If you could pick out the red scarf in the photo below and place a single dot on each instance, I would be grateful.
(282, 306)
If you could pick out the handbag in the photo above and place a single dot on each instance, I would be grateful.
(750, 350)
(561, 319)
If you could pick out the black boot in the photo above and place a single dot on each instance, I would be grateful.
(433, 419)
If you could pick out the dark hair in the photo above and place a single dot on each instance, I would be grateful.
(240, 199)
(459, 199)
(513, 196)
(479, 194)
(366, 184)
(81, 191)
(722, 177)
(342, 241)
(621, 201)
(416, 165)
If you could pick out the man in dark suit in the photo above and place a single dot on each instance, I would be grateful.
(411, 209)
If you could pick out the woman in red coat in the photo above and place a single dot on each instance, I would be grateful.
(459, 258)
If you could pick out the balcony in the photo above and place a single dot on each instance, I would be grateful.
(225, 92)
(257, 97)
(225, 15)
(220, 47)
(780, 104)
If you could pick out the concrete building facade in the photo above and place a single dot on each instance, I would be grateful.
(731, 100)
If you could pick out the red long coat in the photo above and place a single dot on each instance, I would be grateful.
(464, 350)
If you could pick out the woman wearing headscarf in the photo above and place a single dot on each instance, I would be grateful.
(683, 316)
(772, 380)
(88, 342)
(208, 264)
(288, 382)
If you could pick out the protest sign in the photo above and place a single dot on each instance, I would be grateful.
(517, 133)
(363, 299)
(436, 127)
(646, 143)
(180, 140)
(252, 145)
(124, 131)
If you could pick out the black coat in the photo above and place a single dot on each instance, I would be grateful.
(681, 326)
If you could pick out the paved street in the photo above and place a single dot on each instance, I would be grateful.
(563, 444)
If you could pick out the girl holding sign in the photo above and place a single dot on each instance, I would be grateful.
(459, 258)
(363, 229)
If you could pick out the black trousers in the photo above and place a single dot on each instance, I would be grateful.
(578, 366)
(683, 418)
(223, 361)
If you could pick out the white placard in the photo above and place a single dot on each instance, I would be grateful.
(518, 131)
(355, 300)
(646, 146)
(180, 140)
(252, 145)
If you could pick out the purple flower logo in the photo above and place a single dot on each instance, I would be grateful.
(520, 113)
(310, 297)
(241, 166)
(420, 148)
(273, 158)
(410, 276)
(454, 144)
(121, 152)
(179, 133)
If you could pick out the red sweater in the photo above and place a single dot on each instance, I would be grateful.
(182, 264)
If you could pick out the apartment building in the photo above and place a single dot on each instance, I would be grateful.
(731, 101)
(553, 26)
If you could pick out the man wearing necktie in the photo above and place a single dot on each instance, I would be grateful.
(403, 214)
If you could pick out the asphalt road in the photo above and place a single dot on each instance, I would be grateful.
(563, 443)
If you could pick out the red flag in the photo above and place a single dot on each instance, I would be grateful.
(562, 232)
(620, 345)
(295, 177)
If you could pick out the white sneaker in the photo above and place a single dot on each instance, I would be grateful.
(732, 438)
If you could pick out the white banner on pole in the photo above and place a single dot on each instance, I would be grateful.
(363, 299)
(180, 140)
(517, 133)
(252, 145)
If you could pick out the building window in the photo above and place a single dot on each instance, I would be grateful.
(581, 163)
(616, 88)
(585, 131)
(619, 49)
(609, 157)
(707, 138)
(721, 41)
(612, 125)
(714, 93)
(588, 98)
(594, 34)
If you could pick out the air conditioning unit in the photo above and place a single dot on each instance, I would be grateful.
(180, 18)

▬▬▬▬▬▬

[Task directions] Starting at the row that contains "If you could pick out the asphalt" and ending at the last row, write out those rows again, requests included. Multiply every point coordinate in the answers by 1.65 and round to whole numbers, with halves rounded up.

[Result of this exercise]
If you could pick out the asphalt road in the photo above and place a single dot on each instance, I would be grateful.
(929, 731)
If you could pick out the red flag in the photo above and place a single dot on each instance, I would be grateful.
(927, 383)
(1023, 569)
(487, 292)
If you could pick out the white sneaker in the photo above and place a single dot on each instance, I would be grateful.
(1208, 723)
If you could pick out the white banner on pole in the photo above and place a single dot on each instance, I would be grateful.
(599, 493)
(297, 231)
(853, 219)
(416, 239)
If you could pick out the building window in the photo above and place a single dot on each instance, I would be grateful.
(959, 269)
(1016, 145)
(965, 216)
(1021, 81)
(1005, 259)
(1167, 228)
(1190, 68)
(1010, 206)
(1178, 153)
(970, 162)
(980, 56)
If you could pick out the air conditioning unit in the photo above and place a single dot on each instance, I would be grateful.
(297, 30)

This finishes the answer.